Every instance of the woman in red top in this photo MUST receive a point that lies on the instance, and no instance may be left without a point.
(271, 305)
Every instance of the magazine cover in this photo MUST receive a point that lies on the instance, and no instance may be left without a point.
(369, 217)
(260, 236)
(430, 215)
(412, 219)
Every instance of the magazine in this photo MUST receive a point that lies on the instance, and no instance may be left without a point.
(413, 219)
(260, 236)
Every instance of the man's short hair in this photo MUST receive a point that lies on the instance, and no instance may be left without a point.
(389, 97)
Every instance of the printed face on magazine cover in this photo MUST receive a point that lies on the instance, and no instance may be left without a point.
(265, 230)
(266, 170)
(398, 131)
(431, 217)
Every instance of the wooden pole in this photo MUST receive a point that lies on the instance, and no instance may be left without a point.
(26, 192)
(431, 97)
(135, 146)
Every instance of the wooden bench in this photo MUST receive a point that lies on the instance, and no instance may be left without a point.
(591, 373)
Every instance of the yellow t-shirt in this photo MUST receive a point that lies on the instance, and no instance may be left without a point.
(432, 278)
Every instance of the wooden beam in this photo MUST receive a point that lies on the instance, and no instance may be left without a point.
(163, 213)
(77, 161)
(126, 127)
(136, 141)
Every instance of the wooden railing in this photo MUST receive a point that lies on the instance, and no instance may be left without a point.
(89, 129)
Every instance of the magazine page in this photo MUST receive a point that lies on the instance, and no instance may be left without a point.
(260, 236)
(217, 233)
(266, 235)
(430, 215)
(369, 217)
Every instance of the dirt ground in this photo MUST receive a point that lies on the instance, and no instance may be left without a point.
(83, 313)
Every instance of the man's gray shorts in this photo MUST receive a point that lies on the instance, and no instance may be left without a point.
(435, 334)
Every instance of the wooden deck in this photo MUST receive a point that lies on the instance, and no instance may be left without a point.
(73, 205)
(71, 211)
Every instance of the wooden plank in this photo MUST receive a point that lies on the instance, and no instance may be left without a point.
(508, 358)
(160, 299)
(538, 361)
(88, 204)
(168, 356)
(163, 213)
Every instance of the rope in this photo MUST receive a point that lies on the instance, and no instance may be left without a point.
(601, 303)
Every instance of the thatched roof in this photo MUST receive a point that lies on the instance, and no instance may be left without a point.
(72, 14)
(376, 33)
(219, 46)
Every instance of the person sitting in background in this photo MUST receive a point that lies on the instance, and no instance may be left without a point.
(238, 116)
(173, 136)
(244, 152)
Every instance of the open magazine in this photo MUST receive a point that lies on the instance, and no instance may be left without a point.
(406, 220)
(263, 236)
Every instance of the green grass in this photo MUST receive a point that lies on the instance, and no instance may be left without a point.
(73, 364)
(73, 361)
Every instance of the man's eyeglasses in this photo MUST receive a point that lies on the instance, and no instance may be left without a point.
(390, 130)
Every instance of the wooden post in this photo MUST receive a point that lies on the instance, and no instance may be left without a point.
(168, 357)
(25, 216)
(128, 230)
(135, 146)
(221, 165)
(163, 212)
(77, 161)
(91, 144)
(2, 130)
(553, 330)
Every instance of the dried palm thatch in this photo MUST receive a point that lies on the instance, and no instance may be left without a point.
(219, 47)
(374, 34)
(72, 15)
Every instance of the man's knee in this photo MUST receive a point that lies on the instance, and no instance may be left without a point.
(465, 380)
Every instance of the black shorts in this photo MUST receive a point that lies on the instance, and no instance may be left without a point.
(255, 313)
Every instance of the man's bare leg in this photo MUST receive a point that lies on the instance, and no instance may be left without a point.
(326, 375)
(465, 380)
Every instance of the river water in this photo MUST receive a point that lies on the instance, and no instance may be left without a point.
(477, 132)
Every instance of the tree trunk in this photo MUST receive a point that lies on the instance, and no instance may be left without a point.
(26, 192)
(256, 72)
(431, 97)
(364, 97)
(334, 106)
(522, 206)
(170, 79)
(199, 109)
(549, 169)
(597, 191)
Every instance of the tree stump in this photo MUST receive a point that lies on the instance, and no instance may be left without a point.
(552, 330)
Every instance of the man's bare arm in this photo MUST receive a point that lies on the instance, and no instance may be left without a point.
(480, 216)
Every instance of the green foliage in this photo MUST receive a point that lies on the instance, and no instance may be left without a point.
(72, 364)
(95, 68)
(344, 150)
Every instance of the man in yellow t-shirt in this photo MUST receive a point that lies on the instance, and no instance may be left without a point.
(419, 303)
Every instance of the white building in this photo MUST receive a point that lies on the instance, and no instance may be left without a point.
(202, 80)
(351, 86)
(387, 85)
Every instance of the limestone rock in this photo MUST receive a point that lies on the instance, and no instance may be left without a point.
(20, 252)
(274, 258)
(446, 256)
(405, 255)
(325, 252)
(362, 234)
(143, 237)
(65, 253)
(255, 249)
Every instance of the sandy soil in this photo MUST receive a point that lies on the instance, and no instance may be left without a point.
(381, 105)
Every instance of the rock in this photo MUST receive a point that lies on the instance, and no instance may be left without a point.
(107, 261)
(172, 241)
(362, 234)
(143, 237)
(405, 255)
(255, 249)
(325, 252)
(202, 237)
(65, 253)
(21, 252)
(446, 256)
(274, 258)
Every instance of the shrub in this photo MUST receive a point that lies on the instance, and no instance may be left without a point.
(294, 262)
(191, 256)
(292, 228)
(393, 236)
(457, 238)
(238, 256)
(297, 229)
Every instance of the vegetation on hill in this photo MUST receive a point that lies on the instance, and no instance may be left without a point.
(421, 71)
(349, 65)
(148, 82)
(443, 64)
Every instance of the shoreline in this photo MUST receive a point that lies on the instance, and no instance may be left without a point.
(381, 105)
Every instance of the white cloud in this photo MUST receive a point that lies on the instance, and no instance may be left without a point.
-.-.-
◆ **EXERCISE**
Give back the whole listing above. Keep every character the same.

◆ **WRITTEN RESPONSE**
Every instance of the woman in red top in this photo MUST receive a point that lies on the instance, and no instance may be left without a point.
(271, 305)
Every instance of the magazine cover in this photo MUST receive a point that lies on the instance, and no instance may be left without a point.
(369, 217)
(260, 236)
(430, 215)
(412, 219)
Every instance of the magazine in this photo MUST receive a point that lies on the instance, and no instance may be left without a point.
(413, 219)
(260, 236)
Every instance of the man's short hair in this photo MUST receive a point that lies on the instance, and no instance may be left without a point.
(389, 97)
Every instance of the printed face on magazine cover in this photo MUST receive a point that lies on the instance, and no instance may be left without a point.
(265, 230)
(266, 170)
(398, 131)
(431, 217)
Every instance of the wooden pole in this photo MUST receive a point that lies on the instance, and no instance may be left without a point.
(26, 192)
(431, 97)
(135, 146)
Every instance of the wooden bench in this photo MUST receive a point that lies on the instance, and no instance may be left without a point.
(591, 373)
Every instance of the yellow t-shirt in this photo MUST receive a point that lies on the instance, and no instance may be left without a point.
(432, 278)
Every instance of the wooden beam in this photo MUST receive a point that lies on the instance, and no instance may be left without a point.
(163, 213)
(77, 161)
(126, 127)
(136, 141)
Every instance of the wooden railing in this photo MUST receive a point that lies on the instance, and no instance may be left without a point.
(89, 129)
Every instance of the magazine page in this photo MUST receive a point that lies on the instance, and no instance may be left without a point.
(260, 236)
(217, 233)
(266, 235)
(430, 215)
(369, 217)
Every instance of the dirt ground in this photo MUST receive a point that lies on the instance, and no instance may be left without a point.
(83, 313)
Every instance of the man's gray shorts in this photo MUST receive a point that lies on the instance, and no instance may be left without a point.
(435, 334)
Every instance of the wooden deck in this photo MUST receive a point that lies on the instance, and no instance may be left without a point.
(73, 205)
(71, 211)
Every instance of the wooden plank in this photo MUST receive a point that lies on the instance, and no instance may be left without a point.
(508, 358)
(160, 299)
(538, 361)
(88, 204)
(168, 356)
(163, 213)
Every instance of the rope in this photo MUST receive a point that lies on the instance, and no instance may be left without a point.
(601, 303)
Every instance of the thatched roof in this photo MUST receive a point that lies on the instance, and no instance may be left without a point.
(72, 14)
(376, 33)
(219, 46)
Every instance of the person sitting in background in this photo MUST receive a point that lies on the instance, and no instance may be left without a point.
(238, 116)
(173, 136)
(244, 152)
Every instance of the open magazine in this photo MUST receive a point that lies on the instance, and no instance may be left without a point.
(406, 220)
(263, 236)
Every instance of the green grass in this photo MUST receive a point that lies on the instance, and no instance may be left without a point.
(73, 364)
(73, 361)
Every instance of the man's eyeglasses in this photo MUST receive a point that lies on the instance, and no instance may be left without a point.
(390, 130)
Every instance of the wooden post in this photo MUST receive a point that lies on the instance, and no instance may be left without a point.
(168, 357)
(25, 216)
(128, 230)
(135, 146)
(221, 165)
(163, 212)
(77, 161)
(91, 144)
(2, 130)
(553, 330)
Every instance of the dried palm thatch in this photo MUST receive a point that lies on the instance, and no instance may be left without a point.
(219, 47)
(374, 34)
(72, 15)
Every instance of the man's knee in this photo MUST receive a point that lies on the instance, and no instance may be left without a point.
(465, 380)
Every instance of the black shorts in this photo MUST receive a point that lies on the instance, and no instance may be left without a point.
(255, 313)
Every instance of the man's bare leg in this photo MUST receive a point that lies on the instance, and no instance may be left without a point.
(326, 375)
(465, 380)
Every instance of the river water in this photo MUST receive a point that lies on the instance, and no instance may be left without a point.
(477, 132)
Every instance of the tree trunk in this photo MUST receive a point that lies on the instance, and no instance may be left without a point.
(26, 192)
(256, 72)
(431, 97)
(364, 97)
(334, 106)
(522, 206)
(170, 79)
(199, 109)
(549, 169)
(597, 191)
Every instance of the tree stump in this photo MUST receive a point that lies on the instance, and no instance may be left without a point.
(552, 330)
Every instance of the man's bare arm in this photo MUST receive a point that lies on the instance, and no instance may be left without a point.
(480, 216)
Every instance of the green foliage in this photo MUST receive a point that lies on the instance, and no instance may be left without a point.
(72, 364)
(95, 68)
(344, 150)
Every instance of the man in yellow t-shirt in this photo MUST receive a point that lies on the instance, and no instance may be left without a point.
(419, 303)
Every instance of the white building in this photo MUST receive a point that lies on the instance, and no instance may be left without a point.
(202, 80)
(351, 86)
(387, 85)
Every instance of the limestone rock in this photo MUST receive a point that lies on the instance, and no instance may be left without a point.
(20, 252)
(274, 258)
(446, 256)
(405, 255)
(325, 252)
(362, 234)
(143, 237)
(65, 253)
(255, 249)
Every instance of the sandy soil in this photo MUST receive a point that lies on the instance, and no instance may be left without a point.
(381, 105)
Every instance of the rock in this photo MUST receive a point that lies on the instance, and no instance may be left without a point.
(107, 261)
(172, 241)
(362, 234)
(143, 237)
(405, 255)
(255, 249)
(325, 252)
(202, 237)
(65, 253)
(21, 252)
(446, 256)
(274, 258)
Every instance of the shrub in this photo MUST receive a point that lies on the instance, and no instance may be left without a point.
(294, 262)
(191, 256)
(292, 228)
(393, 236)
(457, 238)
(238, 256)
(297, 229)
Every instance of the vegetation on hill in this photo MUST receive a point that lies on the instance, and no instance may be left without a point.
(421, 71)
(349, 65)
(148, 82)
(443, 64)
Every instance of the shoreline in this photo MUST receive a point that lies on the instance, and no instance may be left without a point.
(381, 105)
Every instance of the white cloud in this photo MUST receive a point that lies on the instance, and no instance may be left without a point.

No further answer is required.